Exercise details:
Give the data below again exactly as written, but without the pictures.

Given data Start Marker

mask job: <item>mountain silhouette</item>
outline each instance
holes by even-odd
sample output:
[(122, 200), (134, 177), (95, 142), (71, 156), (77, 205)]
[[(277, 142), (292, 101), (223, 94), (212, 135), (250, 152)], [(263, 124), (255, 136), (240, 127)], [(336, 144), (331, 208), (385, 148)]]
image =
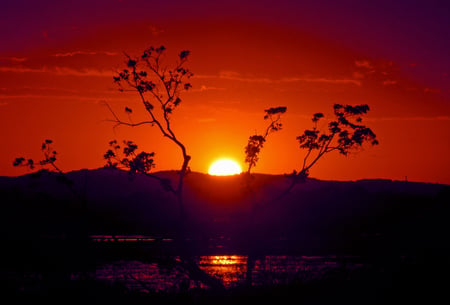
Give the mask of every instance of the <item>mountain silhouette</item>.
[[(173, 181), (177, 177), (173, 171), (156, 175)], [(176, 236), (176, 198), (163, 190), (160, 181), (106, 168), (66, 176), (70, 188), (49, 172), (0, 177), (1, 230), (6, 240), (74, 234), (83, 213), (80, 198), (87, 202), (90, 235)], [(252, 226), (261, 247), (269, 252), (409, 253), (445, 247), (448, 185), (307, 179), (273, 202), (289, 185), (289, 177), (253, 177), (249, 190), (243, 175), (189, 173), (184, 194), (187, 236), (205, 240), (225, 236), (240, 249)], [(255, 202), (261, 208), (252, 214)]]

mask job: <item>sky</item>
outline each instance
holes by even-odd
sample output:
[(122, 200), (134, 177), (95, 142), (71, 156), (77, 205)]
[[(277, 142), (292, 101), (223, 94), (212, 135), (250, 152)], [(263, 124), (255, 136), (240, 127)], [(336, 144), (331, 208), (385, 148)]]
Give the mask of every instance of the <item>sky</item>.
[(178, 169), (177, 147), (149, 126), (113, 128), (105, 103), (133, 120), (145, 111), (113, 75), (124, 53), (164, 45), (167, 63), (190, 50), (193, 88), (172, 123), (207, 172), (219, 158), (245, 167), (244, 147), (264, 132), (264, 109), (286, 106), (255, 172), (290, 173), (304, 151), (296, 136), (332, 105), (368, 104), (380, 145), (330, 154), (310, 175), (450, 184), (448, 1), (2, 1), (0, 175), (27, 173), (52, 139), (64, 171), (99, 168), (112, 139), (154, 151), (155, 170)]

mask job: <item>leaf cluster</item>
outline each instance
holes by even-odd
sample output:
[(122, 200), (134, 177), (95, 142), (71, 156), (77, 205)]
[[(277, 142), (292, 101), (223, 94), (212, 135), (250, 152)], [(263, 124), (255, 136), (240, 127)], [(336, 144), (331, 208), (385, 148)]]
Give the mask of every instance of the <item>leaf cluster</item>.
[(249, 167), (256, 166), (264, 142), (266, 138), (261, 135), (252, 135), (248, 138), (247, 146), (245, 146), (245, 162), (249, 164)]
[(46, 165), (52, 165), (54, 167), (54, 169), (56, 169), (58, 172), (60, 172), (60, 170), (56, 167), (55, 162), (56, 162), (56, 155), (58, 154), (56, 152), (56, 150), (53, 150), (51, 145), (52, 145), (53, 141), (46, 139), (42, 145), (41, 145), (41, 151), (44, 154), (44, 159), (36, 162), (33, 159), (25, 159), (23, 157), (19, 157), (16, 158), (13, 161), (13, 166), (18, 167), (18, 166), (26, 166), (29, 169), (33, 170), (36, 167), (36, 164), (39, 164), (41, 167), (45, 167)]
[(123, 141), (123, 146), (116, 140), (109, 142), (110, 149), (106, 151), (103, 158), (106, 160), (105, 167), (126, 168), (131, 174), (148, 174), (155, 167), (154, 152), (137, 152), (138, 146), (133, 141)]
[(263, 135), (255, 134), (250, 136), (247, 146), (245, 146), (245, 162), (248, 163), (248, 172), (250, 172), (252, 167), (256, 166), (256, 163), (259, 160), (259, 153), (261, 152), (261, 149), (263, 148), (269, 134), (282, 129), (283, 125), (280, 122), (281, 115), (285, 113), (286, 110), (287, 107), (284, 106), (264, 110), (264, 120), (269, 121), (269, 125), (267, 126), (265, 133)]
[[(155, 102), (164, 113), (164, 118), (177, 108), (182, 102), (181, 91), (189, 90), (192, 85), (189, 79), (193, 74), (184, 67), (188, 60), (189, 51), (181, 51), (173, 68), (163, 66), (166, 48), (153, 46), (145, 49), (139, 57), (125, 54), (126, 68), (113, 77), (119, 85), (119, 90), (131, 89), (137, 91), (142, 98), (147, 111), (153, 112)], [(131, 113), (130, 108), (125, 109)]]
[[(42, 173), (44, 172), (50, 172), (53, 170), (54, 172), (57, 172), (58, 175), (56, 176), (56, 180), (59, 183), (65, 184), (69, 187), (72, 186), (73, 181), (70, 180), (63, 171), (56, 165), (57, 161), (57, 152), (52, 148), (53, 141), (50, 139), (44, 140), (41, 144), (41, 151), (44, 155), (44, 158), (40, 161), (34, 161), (33, 159), (25, 159), (23, 157), (16, 158), (13, 161), (13, 166), (19, 167), (24, 166), (28, 167), (30, 170), (34, 170), (36, 168), (36, 164), (40, 166), (40, 170), (33, 173), (32, 177), (39, 178)], [(72, 189), (71, 189), (72, 190)]]
[(319, 154), (337, 150), (340, 154), (347, 155), (365, 142), (378, 144), (375, 133), (362, 124), (362, 116), (369, 111), (368, 105), (335, 104), (333, 110), (335, 119), (328, 123), (326, 131), (318, 128), (318, 122), (324, 115), (322, 113), (313, 115), (313, 128), (306, 129), (297, 137), (301, 149), (309, 152), (318, 150)]

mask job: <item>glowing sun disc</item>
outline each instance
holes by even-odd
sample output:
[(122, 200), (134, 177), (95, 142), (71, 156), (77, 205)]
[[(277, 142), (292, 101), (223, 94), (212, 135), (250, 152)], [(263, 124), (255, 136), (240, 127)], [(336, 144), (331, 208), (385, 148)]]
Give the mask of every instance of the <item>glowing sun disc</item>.
[(238, 163), (230, 159), (221, 159), (209, 167), (208, 174), (214, 176), (230, 176), (238, 175), (242, 172)]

Given data End Marker

Response to this exercise:
mask job: <item>mountain silhouette</item>
outline each instance
holes by even-odd
sample output:
[(122, 200), (134, 177), (95, 142), (71, 156), (77, 205)]
[[(277, 142), (292, 101), (223, 94), (212, 135), (250, 152)], [(263, 124), (255, 136), (240, 127)], [(336, 144), (331, 208), (385, 148)]]
image =
Give the mask of every instance of the <item>mountain silhouette</item>.
[[(173, 181), (177, 177), (173, 171), (156, 175)], [(176, 236), (176, 198), (163, 190), (160, 181), (106, 168), (66, 176), (70, 188), (49, 172), (0, 177), (1, 230), (6, 240), (74, 234), (83, 213), (80, 198), (87, 202), (90, 235)], [(252, 226), (261, 247), (269, 252), (409, 253), (445, 247), (448, 185), (307, 179), (273, 202), (289, 185), (289, 177), (253, 177), (249, 190), (243, 175), (189, 173), (184, 194), (187, 236), (205, 240), (225, 236), (240, 249)], [(255, 202), (261, 208), (252, 214)]]

mask job: <item>sky</item>
outline each instance
holes by even-odd
sample output:
[(122, 200), (134, 177), (95, 142), (71, 156), (77, 205)]
[[(277, 142), (292, 101), (223, 94), (212, 135), (250, 152)], [(263, 124), (255, 136), (240, 127)], [(336, 144), (331, 208), (385, 148)]]
Give the mask of every instance of the <item>sky</item>.
[(178, 169), (177, 147), (149, 126), (113, 128), (105, 103), (133, 120), (145, 111), (113, 75), (124, 53), (164, 45), (167, 63), (190, 50), (193, 88), (172, 123), (207, 172), (219, 158), (245, 167), (244, 147), (264, 132), (264, 109), (286, 106), (255, 172), (290, 173), (304, 151), (296, 136), (332, 105), (368, 104), (380, 145), (330, 154), (310, 175), (450, 184), (448, 1), (2, 1), (0, 175), (27, 173), (52, 139), (64, 171), (99, 168), (112, 139), (154, 151), (155, 170)]

mask job: <item>leaf cluster</item>
outline each instance
holes by even-odd
sample output:
[(122, 200), (134, 177), (95, 142), (71, 156), (77, 205)]
[[(277, 142), (292, 101), (223, 94), (212, 135), (250, 152)], [(263, 124), (255, 136), (240, 127)], [(336, 144), (331, 208), (385, 148)]]
Give the mask of every instance of the <item>leaf cluster</item>.
[(249, 167), (256, 166), (264, 142), (266, 138), (261, 135), (252, 135), (248, 138), (247, 146), (245, 146), (245, 162), (249, 164)]
[(46, 165), (52, 165), (54, 167), (54, 169), (56, 169), (58, 172), (60, 172), (60, 170), (56, 167), (55, 162), (56, 162), (56, 155), (58, 154), (56, 152), (56, 150), (53, 150), (51, 145), (52, 145), (53, 141), (46, 139), (42, 145), (41, 145), (41, 151), (44, 154), (44, 159), (36, 162), (33, 159), (25, 159), (23, 157), (19, 157), (16, 158), (13, 161), (13, 166), (18, 167), (18, 166), (26, 166), (29, 169), (33, 170), (36, 167), (36, 164), (39, 164), (41, 167), (45, 167)]
[(123, 141), (123, 146), (116, 140), (109, 142), (110, 149), (106, 151), (103, 158), (106, 160), (105, 167), (126, 168), (131, 174), (148, 174), (155, 167), (154, 152), (137, 152), (138, 146), (133, 141)]
[(263, 135), (255, 134), (250, 136), (247, 146), (245, 146), (245, 162), (248, 163), (248, 172), (250, 172), (252, 167), (256, 166), (256, 163), (259, 160), (259, 153), (261, 152), (261, 149), (263, 148), (269, 134), (282, 129), (283, 125), (280, 122), (281, 115), (285, 113), (286, 110), (287, 107), (284, 106), (264, 110), (264, 120), (269, 121), (269, 125), (267, 126), (265, 133)]
[[(155, 102), (164, 113), (164, 118), (177, 108), (182, 102), (181, 91), (189, 90), (192, 85), (189, 79), (193, 74), (184, 67), (188, 60), (189, 51), (181, 51), (173, 68), (163, 66), (166, 48), (153, 46), (145, 49), (139, 57), (125, 54), (126, 68), (113, 77), (119, 85), (119, 90), (131, 89), (137, 91), (142, 98), (147, 111), (153, 112)], [(131, 113), (130, 108), (125, 109)]]
[[(42, 173), (44, 172), (50, 172), (53, 170), (54, 172), (57, 172), (58, 175), (56, 176), (56, 180), (59, 183), (65, 184), (69, 187), (72, 186), (73, 181), (70, 180), (63, 171), (56, 165), (57, 161), (57, 152), (52, 148), (53, 141), (50, 139), (44, 140), (41, 144), (41, 151), (44, 155), (44, 158), (40, 161), (34, 161), (33, 159), (25, 159), (23, 157), (16, 158), (13, 161), (13, 166), (19, 167), (24, 166), (28, 167), (30, 170), (34, 170), (36, 168), (36, 164), (40, 166), (40, 170), (33, 173), (32, 177), (39, 178)], [(72, 189), (71, 189), (72, 190)]]
[(319, 154), (337, 150), (340, 154), (347, 155), (365, 142), (378, 144), (375, 133), (362, 124), (362, 116), (369, 111), (368, 105), (335, 104), (333, 110), (335, 119), (328, 123), (326, 131), (318, 128), (318, 122), (324, 115), (322, 113), (313, 115), (313, 128), (306, 129), (297, 137), (301, 149), (309, 152), (318, 150)]

mask job: <item>glowing sun disc</item>
outline each instance
holes by even-odd
sample output:
[(122, 200), (134, 177), (95, 142), (71, 156), (77, 205)]
[[(277, 142), (292, 101), (223, 94), (212, 135), (250, 152)], [(263, 124), (255, 136), (240, 127)], [(336, 144), (331, 208), (385, 148)]]
Give the mask of every instance of the <item>glowing sun disc</item>.
[(238, 163), (230, 159), (221, 159), (209, 167), (208, 174), (214, 176), (230, 176), (238, 175), (242, 172)]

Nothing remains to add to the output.